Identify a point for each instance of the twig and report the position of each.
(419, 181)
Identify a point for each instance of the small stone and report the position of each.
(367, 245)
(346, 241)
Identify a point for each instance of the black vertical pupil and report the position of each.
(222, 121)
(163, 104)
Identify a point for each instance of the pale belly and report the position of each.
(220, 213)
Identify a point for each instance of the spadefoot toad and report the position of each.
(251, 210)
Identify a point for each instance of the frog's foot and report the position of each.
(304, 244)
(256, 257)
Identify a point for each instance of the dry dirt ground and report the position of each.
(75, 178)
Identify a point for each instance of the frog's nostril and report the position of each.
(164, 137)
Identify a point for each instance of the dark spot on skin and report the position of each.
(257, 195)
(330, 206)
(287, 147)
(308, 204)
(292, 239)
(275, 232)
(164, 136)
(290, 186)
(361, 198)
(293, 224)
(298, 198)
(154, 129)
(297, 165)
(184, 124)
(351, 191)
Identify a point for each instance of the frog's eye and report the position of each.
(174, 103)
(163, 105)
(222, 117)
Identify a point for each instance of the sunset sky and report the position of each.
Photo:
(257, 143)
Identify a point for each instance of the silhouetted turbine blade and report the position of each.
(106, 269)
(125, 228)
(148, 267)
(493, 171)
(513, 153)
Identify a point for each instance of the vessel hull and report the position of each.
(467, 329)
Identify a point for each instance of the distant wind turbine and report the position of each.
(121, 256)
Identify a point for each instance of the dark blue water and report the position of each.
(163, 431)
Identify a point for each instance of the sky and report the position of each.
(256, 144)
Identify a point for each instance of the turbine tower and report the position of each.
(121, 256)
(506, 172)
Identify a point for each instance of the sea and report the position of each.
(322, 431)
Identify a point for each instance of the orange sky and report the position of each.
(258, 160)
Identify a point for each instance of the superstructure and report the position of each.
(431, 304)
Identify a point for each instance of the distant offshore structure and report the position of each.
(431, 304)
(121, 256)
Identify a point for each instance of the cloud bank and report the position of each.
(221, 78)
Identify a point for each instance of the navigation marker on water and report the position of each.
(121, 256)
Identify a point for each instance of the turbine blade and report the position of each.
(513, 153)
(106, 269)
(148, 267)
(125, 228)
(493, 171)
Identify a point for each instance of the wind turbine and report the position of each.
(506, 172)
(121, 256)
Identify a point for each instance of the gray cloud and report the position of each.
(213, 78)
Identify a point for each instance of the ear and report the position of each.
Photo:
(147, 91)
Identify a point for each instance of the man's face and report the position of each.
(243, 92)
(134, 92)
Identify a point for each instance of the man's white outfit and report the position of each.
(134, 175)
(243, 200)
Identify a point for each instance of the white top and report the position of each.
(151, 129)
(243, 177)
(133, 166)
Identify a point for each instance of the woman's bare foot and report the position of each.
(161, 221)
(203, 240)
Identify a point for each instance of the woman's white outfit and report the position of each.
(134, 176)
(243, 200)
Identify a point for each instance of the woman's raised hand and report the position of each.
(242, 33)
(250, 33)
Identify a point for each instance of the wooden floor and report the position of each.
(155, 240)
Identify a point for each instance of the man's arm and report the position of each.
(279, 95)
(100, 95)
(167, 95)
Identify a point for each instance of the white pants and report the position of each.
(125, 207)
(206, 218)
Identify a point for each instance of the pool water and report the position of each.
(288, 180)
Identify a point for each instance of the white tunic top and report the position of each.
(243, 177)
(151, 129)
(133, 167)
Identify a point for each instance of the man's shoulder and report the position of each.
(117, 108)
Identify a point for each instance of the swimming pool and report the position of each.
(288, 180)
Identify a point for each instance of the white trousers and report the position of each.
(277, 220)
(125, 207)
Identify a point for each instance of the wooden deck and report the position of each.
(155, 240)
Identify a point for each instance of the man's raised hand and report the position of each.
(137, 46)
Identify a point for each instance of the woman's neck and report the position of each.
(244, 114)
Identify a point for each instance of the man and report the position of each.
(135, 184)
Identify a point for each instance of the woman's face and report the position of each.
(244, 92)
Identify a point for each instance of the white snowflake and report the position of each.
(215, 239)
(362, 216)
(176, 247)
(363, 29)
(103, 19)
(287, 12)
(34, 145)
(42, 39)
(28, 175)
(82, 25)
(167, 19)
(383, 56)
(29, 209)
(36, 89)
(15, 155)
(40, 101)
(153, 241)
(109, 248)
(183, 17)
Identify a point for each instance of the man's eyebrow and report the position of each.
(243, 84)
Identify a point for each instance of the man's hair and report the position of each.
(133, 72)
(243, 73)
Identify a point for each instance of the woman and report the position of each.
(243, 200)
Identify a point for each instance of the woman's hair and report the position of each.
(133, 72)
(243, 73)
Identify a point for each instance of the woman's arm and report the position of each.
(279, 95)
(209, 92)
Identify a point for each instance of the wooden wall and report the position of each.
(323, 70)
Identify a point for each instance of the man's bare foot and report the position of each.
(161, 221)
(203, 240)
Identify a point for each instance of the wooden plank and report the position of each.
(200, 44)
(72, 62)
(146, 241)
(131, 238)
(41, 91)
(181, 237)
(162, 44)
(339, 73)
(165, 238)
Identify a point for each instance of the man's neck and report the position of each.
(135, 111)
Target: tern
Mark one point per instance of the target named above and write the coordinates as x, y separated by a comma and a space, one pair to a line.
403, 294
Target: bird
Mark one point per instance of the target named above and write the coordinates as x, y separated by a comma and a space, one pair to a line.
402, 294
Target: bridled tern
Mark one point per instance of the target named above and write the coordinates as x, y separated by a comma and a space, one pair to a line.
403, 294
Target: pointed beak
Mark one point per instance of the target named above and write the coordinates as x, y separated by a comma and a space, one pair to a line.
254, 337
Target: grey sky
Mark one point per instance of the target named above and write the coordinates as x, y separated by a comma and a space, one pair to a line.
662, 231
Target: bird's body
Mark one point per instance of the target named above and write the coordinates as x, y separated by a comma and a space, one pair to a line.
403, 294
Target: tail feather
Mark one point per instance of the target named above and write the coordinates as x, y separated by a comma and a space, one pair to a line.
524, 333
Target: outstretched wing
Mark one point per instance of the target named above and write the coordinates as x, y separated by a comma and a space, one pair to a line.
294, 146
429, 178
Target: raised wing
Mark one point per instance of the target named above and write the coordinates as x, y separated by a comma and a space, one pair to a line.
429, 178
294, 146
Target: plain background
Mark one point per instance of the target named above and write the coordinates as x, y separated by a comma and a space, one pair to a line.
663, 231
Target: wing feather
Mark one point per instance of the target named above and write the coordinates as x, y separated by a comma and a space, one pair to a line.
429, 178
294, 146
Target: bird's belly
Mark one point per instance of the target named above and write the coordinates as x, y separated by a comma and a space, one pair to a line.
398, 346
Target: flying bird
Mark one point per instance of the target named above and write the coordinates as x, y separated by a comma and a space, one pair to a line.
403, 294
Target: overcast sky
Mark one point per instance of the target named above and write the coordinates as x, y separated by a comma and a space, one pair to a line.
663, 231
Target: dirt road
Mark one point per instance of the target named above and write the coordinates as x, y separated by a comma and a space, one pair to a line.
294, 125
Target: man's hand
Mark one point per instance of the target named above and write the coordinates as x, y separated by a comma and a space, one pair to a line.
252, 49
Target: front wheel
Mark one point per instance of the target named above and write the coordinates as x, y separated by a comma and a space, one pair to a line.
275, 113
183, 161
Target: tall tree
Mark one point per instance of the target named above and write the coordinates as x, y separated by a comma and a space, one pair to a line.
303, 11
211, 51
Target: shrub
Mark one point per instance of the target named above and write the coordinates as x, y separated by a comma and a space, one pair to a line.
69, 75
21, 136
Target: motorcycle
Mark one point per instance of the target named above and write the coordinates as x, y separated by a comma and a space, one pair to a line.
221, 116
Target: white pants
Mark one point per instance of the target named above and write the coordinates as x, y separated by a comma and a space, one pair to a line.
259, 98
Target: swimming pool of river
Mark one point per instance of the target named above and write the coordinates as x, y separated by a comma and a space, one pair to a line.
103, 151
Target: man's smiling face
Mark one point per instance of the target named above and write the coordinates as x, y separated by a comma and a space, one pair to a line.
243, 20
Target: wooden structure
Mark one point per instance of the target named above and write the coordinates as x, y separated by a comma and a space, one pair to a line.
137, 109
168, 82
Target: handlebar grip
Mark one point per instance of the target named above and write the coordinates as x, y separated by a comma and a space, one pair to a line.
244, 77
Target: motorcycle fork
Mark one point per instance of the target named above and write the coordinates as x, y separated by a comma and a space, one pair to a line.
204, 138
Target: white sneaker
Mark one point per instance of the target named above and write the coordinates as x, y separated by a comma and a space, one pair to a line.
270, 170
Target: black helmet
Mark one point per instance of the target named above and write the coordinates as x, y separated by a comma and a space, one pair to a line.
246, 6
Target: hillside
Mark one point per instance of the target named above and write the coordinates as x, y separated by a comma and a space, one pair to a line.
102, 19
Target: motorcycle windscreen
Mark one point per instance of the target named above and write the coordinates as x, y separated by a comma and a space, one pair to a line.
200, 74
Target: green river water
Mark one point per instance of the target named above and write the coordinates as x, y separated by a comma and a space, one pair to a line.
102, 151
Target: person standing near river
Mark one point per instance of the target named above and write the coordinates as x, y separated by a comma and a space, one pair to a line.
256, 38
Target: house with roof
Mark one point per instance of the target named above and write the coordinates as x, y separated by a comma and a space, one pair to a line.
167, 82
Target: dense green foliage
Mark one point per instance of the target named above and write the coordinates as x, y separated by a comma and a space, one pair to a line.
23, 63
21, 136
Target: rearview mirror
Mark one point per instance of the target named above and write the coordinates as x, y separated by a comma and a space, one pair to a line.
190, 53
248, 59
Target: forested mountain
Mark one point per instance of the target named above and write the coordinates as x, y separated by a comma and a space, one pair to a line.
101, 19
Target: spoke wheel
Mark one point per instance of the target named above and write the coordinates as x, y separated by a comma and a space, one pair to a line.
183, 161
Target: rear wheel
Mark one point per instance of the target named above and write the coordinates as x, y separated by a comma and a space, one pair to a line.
--
Problem statement:
Transcribe the records above exactly, but only from the line that contains "Target: dense green foliage" through their final line, inclusive.

Answer in full:
Target: dense green foliage
Mark one point per instance of the target named above and write the coordinates as x, y separated by a comma and a space, one pair to a line.
23, 63
21, 136
Target: rearview mirror
Mark one point per instance of the target named above and write the coordinates as x, y separated by a comma and a space, one pair to a line.
190, 53
248, 59
Target: forested mountain
Mark one point per instance of the target named above and write the coordinates as x, y separated by a comma and a space, one pair to a line.
101, 19
Target: spoke wheel
Mark one point per instance of the target named above and write the coordinates as x, y separated by a comma and a space, one pair to a line.
183, 161
Target: rear wheel
Mark one point per instance of the target named above and write the coordinates as x, y separated by a comma and a space, one pair to a line.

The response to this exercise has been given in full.